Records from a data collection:
+ + + + + + +

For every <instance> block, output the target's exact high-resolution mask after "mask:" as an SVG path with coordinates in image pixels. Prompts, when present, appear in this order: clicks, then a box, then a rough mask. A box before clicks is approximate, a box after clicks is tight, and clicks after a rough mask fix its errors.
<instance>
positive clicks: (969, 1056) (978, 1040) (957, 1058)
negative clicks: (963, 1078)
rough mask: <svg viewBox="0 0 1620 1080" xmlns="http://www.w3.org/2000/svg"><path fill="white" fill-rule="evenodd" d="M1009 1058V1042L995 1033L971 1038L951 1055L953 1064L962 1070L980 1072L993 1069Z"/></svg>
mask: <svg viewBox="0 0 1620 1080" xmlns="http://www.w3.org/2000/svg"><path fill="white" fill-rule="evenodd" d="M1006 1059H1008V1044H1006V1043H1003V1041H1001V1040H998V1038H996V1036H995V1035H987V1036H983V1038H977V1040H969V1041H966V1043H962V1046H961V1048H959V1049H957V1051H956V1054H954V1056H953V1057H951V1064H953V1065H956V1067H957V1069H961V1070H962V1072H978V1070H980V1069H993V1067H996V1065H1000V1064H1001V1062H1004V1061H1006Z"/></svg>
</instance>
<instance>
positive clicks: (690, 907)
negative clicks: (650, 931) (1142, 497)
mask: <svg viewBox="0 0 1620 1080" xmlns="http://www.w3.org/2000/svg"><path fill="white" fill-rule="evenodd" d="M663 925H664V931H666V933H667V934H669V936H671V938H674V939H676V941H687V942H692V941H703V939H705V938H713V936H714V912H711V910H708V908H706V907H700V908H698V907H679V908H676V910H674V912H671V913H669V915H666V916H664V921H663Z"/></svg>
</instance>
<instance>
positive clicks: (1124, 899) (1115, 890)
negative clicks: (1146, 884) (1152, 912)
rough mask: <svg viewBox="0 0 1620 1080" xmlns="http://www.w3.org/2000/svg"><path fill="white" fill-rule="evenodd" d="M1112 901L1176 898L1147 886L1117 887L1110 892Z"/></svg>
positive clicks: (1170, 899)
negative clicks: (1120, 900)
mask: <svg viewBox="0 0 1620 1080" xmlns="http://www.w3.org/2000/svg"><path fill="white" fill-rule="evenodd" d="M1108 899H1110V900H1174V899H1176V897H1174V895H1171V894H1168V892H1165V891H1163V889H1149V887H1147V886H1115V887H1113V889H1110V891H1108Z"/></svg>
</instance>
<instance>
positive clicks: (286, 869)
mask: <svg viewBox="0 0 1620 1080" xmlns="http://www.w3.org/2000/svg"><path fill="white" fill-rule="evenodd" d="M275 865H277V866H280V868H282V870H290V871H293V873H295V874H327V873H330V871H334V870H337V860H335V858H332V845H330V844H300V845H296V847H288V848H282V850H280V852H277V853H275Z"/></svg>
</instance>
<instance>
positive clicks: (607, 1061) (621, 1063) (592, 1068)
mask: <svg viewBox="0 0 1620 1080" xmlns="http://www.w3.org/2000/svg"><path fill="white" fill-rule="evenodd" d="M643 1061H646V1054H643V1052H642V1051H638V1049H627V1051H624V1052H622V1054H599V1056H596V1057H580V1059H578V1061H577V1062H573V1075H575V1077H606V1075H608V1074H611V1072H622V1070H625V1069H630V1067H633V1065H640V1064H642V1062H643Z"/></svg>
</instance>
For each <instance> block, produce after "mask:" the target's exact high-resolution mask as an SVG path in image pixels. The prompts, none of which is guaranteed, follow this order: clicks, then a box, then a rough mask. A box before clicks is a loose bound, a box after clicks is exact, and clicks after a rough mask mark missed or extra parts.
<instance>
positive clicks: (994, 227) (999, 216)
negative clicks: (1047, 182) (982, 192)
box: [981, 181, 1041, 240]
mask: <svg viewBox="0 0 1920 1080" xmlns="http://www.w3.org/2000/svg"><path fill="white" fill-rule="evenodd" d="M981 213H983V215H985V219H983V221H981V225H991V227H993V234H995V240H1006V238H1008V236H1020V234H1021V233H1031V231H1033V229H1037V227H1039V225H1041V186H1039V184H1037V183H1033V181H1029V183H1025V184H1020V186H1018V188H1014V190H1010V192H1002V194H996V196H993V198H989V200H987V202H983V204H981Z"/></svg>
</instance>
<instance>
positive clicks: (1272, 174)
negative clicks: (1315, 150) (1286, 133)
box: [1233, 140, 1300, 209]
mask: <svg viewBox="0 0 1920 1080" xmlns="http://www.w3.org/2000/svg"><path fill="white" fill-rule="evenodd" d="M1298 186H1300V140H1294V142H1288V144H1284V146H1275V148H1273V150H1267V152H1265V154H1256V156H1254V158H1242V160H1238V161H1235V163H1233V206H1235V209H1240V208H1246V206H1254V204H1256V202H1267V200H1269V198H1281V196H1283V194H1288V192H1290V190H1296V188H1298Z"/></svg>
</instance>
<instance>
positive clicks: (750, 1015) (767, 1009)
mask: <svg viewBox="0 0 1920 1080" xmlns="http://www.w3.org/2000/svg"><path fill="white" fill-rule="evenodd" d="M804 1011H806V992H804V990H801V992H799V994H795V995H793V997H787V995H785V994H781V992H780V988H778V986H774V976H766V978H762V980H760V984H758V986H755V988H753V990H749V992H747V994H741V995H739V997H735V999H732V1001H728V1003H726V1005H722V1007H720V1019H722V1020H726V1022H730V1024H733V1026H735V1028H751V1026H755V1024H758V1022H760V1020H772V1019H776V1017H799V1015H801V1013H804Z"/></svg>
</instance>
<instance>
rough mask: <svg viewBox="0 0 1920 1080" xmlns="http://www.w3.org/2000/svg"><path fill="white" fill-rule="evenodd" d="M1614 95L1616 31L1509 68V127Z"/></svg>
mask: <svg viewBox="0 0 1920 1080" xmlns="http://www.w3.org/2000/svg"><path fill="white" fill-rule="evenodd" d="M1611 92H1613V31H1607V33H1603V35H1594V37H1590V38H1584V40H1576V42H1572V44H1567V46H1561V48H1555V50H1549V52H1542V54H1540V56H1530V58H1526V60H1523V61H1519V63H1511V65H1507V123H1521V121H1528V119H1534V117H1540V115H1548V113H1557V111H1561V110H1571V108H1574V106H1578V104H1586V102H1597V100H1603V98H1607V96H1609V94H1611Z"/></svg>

+ + + + + + +

* [Aim of the task] Could you copy all of the records above line for line, leaving every character unchanged?

* [Task output]
For every <instance> block, output the target's exact high-resolution mask after "mask:" as an SVG path with coordinates in image pixels. Prompts, when present, appear in this order: clicks, then a box, then a rough mask. A box before clicks is approximate, a box after clicks is tight, and clicks after a rough mask fix its errors.
<instance>
positive clicks: (969, 1056) (978, 1040) (957, 1058)
negative clicks: (963, 1078)
rough mask: <svg viewBox="0 0 1620 1080" xmlns="http://www.w3.org/2000/svg"><path fill="white" fill-rule="evenodd" d="M1009 1058V1042L995 1033L971 1038L951 1055L953 1064L962 1070L980 1072L993 1069Z"/></svg>
mask: <svg viewBox="0 0 1620 1080" xmlns="http://www.w3.org/2000/svg"><path fill="white" fill-rule="evenodd" d="M1006 1059H1008V1044H1006V1043H1003V1041H1001V1040H998V1038H996V1036H995V1035H987V1036H983V1038H977V1040H969V1041H966V1043H962V1046H961V1048H959V1049H957V1051H956V1054H954V1056H953V1057H951V1064H953V1065H956V1067H957V1069H961V1070H962V1072H978V1070H980V1069H993V1067H996V1065H1000V1064H1001V1062H1004V1061H1006Z"/></svg>
</instance>
<instance>
positive clicks: (690, 907)
negative clicks: (650, 931) (1142, 497)
mask: <svg viewBox="0 0 1620 1080" xmlns="http://www.w3.org/2000/svg"><path fill="white" fill-rule="evenodd" d="M663 925H664V931H666V933H667V934H669V936H671V938H674V939H676V941H687V942H692V941H703V939H705V938H713V936H714V912H711V910H708V908H706V907H700V908H698V907H679V908H676V910H674V912H671V913H669V915H666V916H664V921H663Z"/></svg>
</instance>
<instance>
positive clicks: (1124, 899) (1115, 890)
negative clicks: (1146, 884) (1152, 912)
rough mask: <svg viewBox="0 0 1620 1080" xmlns="http://www.w3.org/2000/svg"><path fill="white" fill-rule="evenodd" d="M1112 901L1176 898L1147 886L1117 887L1110 892Z"/></svg>
positive clicks: (1170, 899)
negative clicks: (1120, 900)
mask: <svg viewBox="0 0 1620 1080" xmlns="http://www.w3.org/2000/svg"><path fill="white" fill-rule="evenodd" d="M1108 899H1110V900H1174V899H1176V897H1174V895H1171V894H1168V892H1165V891H1163V889H1149V887H1147V886H1115V887H1113V889H1110V891H1108Z"/></svg>
</instance>
<instance>
positive clicks: (286, 869)
mask: <svg viewBox="0 0 1620 1080" xmlns="http://www.w3.org/2000/svg"><path fill="white" fill-rule="evenodd" d="M275 865H277V866H280V868H282V870H290V871H293V873H295V874H327V873H330V871H334V870H337V860H335V858H332V845H330V844H300V845H296V847H288V848H282V850H280V852H277V853H275Z"/></svg>
</instance>
<instance>
positive clicks: (607, 1061) (621, 1063) (592, 1068)
mask: <svg viewBox="0 0 1620 1080" xmlns="http://www.w3.org/2000/svg"><path fill="white" fill-rule="evenodd" d="M643 1061H646V1054H643V1052H642V1051H638V1049H627V1051H624V1052H622V1054H599V1056H596V1057H580V1059H578V1061H577V1062H573V1075H575V1077H606V1075H608V1074H611V1072H622V1070H625V1069H630V1067H633V1065H640V1064H642V1062H643Z"/></svg>
</instance>
For each <instance> block, produce after "mask:" the target's exact high-resolution mask as an SVG path in image pixels. The prompts, none of which is guaranteed, follow this order: clicks, then a box, then a rough mask. A box before clicks is a loose bound, a box after clicks is exact, and clicks after a rough mask mark missed or extra parts.
<instance>
positive clicks: (994, 227) (999, 216)
negative clicks: (1047, 182) (982, 192)
box: [981, 181, 1041, 240]
mask: <svg viewBox="0 0 1920 1080" xmlns="http://www.w3.org/2000/svg"><path fill="white" fill-rule="evenodd" d="M981 213H983V215H985V219H983V221H981V225H991V227H993V234H995V240H1006V238H1008V236H1020V234H1021V233H1031V231H1033V229H1037V227H1039V225H1041V186H1039V184H1037V183H1033V181H1029V183H1025V184H1020V186H1018V188H1014V190H1010V192H1002V194H996V196H993V198H989V200H987V202H983V204H981Z"/></svg>
</instance>
<instance>
positive clicks: (1272, 174)
negative clicks: (1315, 150) (1286, 133)
box: [1233, 140, 1300, 209]
mask: <svg viewBox="0 0 1920 1080" xmlns="http://www.w3.org/2000/svg"><path fill="white" fill-rule="evenodd" d="M1298 186H1300V140H1294V142H1288V144H1284V146H1275V148H1273V150H1267V152H1265V154H1256V156H1254V158H1242V160H1238V161H1235V163H1233V206H1235V209H1240V208H1246V206H1254V204H1256V202H1267V200H1269V198H1281V196H1283V194H1288V192H1290V190H1296V188H1298Z"/></svg>
</instance>
<instance>
positive clicks: (750, 1015) (767, 1009)
mask: <svg viewBox="0 0 1920 1080" xmlns="http://www.w3.org/2000/svg"><path fill="white" fill-rule="evenodd" d="M804 1011H806V992H804V990H801V992H799V994H795V995H793V997H787V995H785V994H781V992H780V988H778V986H774V976H766V978H762V980H760V984H758V986H755V988H753V990H749V992H747V994H741V995H739V997H735V999H732V1001H728V1003H726V1005H722V1007H720V1019H722V1020H726V1022H730V1024H733V1026H735V1028H751V1026H755V1024H758V1022H760V1020H772V1019H776V1017H799V1015H801V1013H804Z"/></svg>
</instance>
<instance>
rough mask: <svg viewBox="0 0 1920 1080" xmlns="http://www.w3.org/2000/svg"><path fill="white" fill-rule="evenodd" d="M1614 95L1616 31L1509 68V127Z"/></svg>
mask: <svg viewBox="0 0 1920 1080" xmlns="http://www.w3.org/2000/svg"><path fill="white" fill-rule="evenodd" d="M1611 92H1613V31H1607V33H1603V35H1594V37H1590V38H1584V40H1576V42H1572V44H1567V46H1561V48H1555V50H1549V52H1542V54H1540V56H1530V58H1526V60H1523V61H1519V63H1511V65H1507V123H1521V121H1528V119H1534V117H1540V115H1548V113H1557V111H1561V110H1571V108H1574V106H1578V104H1586V102H1597V100H1603V98H1607V96H1609V94H1611Z"/></svg>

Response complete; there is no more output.